→ **Source passage**:
※ ※ ※

The orthogonal dimensions time, discipline, and logical structure provide for many, potentially interesting setups of variational analysis: We can explore the diachronic evolution of contact disciplines in comparison to their seed disciplines, variation between contact disciplines and their seed disciplines, and genre variation between abstracts and text bodies in individual disciplines. In this paper we present an approach that combines a macroanalytic perspective 3 with the more traditional microanalytic perspective served by concordance search to explore variation along these dimensions.
2. Approach

2.1. Macroanalysis

For supporting explorative macroanalysis, we use well understood visualization techniques – heatmaps and wordclouds – and combine them with intuitive exploration paradigms – drill down and side by side comparison (see Figure 1). The heatmaps and wordclouds are interactive, allowing for a closer inspection at various levels. The leftmost heatmap visualizes the highest level contrast between abstracts and text bodies in the two time slots (1970s/80s and 2000s). The middle and right heatmaps serve for inspecting a chosen contrast at a lower level at the level of individual disciplines. A particular contrast can be chosen by clicking on the respective square, numbers indicating which contrast is displayed in the middle (Selection 1) and right heatmap (Selection 2). In this example, the middle heatmap visualizes the distances between abstracts and text bodies, and the right heatmap visualizes the distances between text bodies and abstracts.

※ ※ ※

→ **Source material**:
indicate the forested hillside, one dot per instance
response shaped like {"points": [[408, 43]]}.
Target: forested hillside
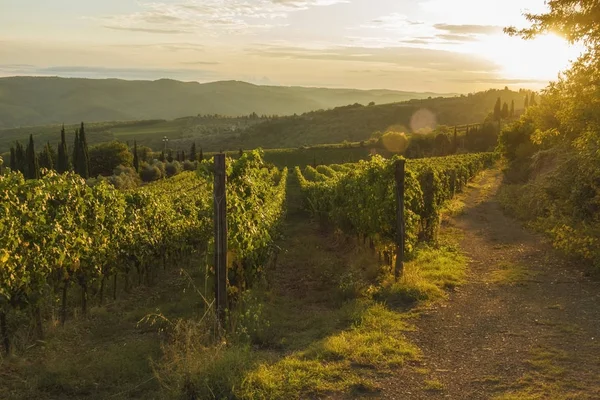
{"points": [[553, 151], [353, 123], [27, 101], [358, 123]]}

※ ※ ※

→ **Objectives**:
1. According to the macroanalysis passage, which two visualization techniques support explorative macroanalysis?
2. Reproduce everything in the macroanalysis passage from "The orthogonal dimensions" down to "along these dimensions.".

→ **Solutions**:
1. Heatmaps and wordclouds.

2.
The orthogonal dimensions time, discipline, and logical structure provide for many, potentially interesting setups of variational analysis: We can explore the diachronic evolution of contact disciplines in comparison to their seed disciplines, variation between contact disciplines and their seed disciplines, and genre variation between abstracts and text bodies in individual disciplines. In this paper we present an approach that combines a macroanalytic perspective 3 with the more traditional microanalytic perspective served by concordance search to explore variation along these dimensions.